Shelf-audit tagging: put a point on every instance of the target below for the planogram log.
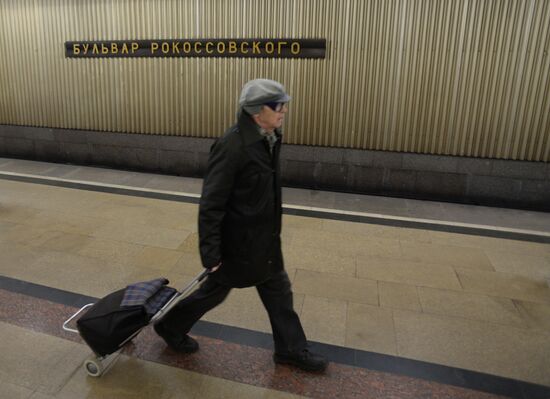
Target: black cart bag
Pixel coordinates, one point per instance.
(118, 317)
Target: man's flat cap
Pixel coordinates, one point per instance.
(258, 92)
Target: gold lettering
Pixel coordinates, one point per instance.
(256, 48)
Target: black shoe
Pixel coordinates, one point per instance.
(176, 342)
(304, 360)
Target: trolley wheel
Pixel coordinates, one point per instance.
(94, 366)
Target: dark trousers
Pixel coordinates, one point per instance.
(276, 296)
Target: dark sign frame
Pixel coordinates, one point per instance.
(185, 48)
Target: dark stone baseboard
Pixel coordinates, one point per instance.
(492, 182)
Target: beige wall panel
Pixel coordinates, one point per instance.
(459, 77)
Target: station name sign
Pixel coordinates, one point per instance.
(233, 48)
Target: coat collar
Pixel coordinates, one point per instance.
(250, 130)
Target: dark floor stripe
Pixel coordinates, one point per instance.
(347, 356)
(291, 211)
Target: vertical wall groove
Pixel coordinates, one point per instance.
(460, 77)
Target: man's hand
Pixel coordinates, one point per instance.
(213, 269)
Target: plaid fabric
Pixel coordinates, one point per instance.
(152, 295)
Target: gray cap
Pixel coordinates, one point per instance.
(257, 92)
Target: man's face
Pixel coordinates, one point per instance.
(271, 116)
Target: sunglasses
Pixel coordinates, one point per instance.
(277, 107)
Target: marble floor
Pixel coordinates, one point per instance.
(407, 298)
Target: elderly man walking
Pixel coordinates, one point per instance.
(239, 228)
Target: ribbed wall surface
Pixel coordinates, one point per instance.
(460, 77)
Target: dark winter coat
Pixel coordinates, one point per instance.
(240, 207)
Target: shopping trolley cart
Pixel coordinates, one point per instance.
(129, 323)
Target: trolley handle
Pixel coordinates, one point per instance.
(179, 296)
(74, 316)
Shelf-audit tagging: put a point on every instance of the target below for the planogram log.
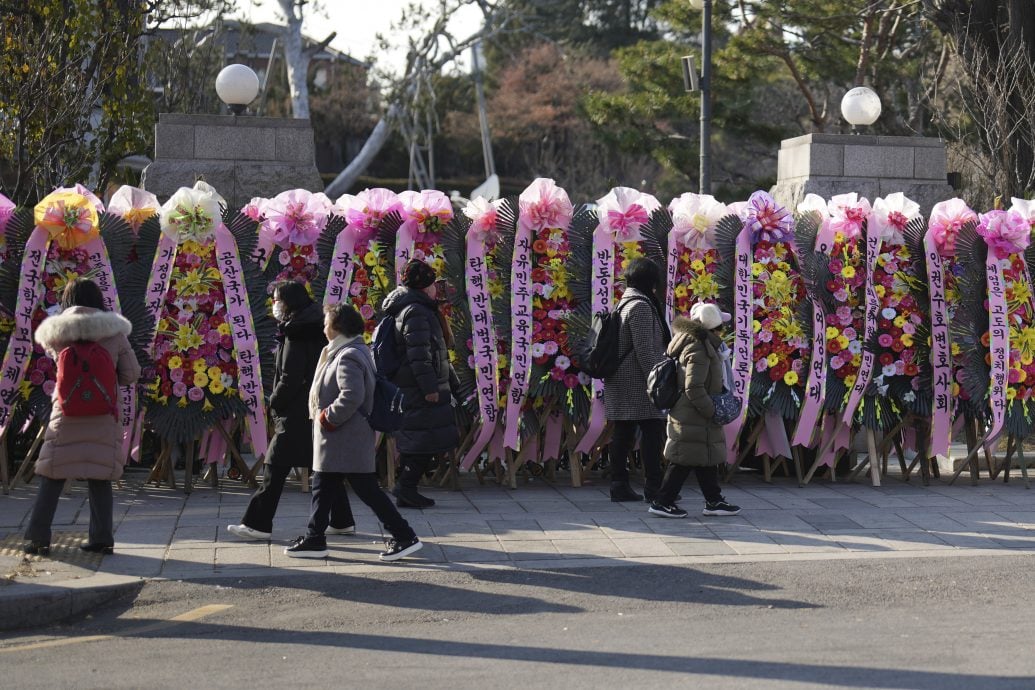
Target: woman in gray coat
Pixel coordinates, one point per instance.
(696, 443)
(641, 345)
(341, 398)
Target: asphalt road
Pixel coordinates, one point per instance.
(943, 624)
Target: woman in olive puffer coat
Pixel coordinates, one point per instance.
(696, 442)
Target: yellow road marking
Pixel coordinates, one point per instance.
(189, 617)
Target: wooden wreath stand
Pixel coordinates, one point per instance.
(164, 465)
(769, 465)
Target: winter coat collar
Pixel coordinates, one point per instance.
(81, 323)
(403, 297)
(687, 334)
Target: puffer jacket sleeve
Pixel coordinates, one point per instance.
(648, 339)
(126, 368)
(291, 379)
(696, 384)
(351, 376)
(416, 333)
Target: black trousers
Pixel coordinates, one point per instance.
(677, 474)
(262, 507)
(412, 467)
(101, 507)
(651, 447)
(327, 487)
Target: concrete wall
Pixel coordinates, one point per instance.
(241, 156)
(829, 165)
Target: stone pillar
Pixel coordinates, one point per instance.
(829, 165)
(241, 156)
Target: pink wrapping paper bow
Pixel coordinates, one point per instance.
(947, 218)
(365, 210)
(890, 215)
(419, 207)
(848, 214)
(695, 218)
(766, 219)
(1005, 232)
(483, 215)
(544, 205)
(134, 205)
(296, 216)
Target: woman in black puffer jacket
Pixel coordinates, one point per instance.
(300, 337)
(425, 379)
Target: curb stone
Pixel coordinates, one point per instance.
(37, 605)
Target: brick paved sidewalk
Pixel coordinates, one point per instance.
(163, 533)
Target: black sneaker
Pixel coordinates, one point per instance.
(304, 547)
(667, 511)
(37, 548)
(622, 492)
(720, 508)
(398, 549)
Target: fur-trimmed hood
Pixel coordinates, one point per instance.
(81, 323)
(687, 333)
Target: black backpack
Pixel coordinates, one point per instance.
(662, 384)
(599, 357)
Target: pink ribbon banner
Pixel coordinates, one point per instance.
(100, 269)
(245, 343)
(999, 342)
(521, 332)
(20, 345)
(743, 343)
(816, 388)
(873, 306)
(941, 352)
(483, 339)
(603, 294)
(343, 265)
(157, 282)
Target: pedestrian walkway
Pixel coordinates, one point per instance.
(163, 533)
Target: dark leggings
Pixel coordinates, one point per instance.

### TASK DIRECTIONS:
Give back exactly the lines from the one containing "Target: fur-trimmed hood" to the end of the material, both ends included.

### SOLUTION FOR THIS TASK:
Target: fur-trimmed hood
Pixel coordinates, one point per instance.
(81, 323)
(687, 333)
Target: black backpack
Pixel coordinates, one point per instance.
(662, 384)
(599, 357)
Target: pink ribbon banner
Pixel coordinates, one point per instance.
(100, 269)
(245, 343)
(999, 342)
(521, 332)
(20, 345)
(743, 343)
(816, 388)
(873, 306)
(941, 352)
(483, 339)
(603, 294)
(343, 265)
(157, 282)
Target: pedestrian walkway
Pixel coordinates, one point per instance.
(163, 533)
Target: dark leggings
Pixel coordinates, one point per instance.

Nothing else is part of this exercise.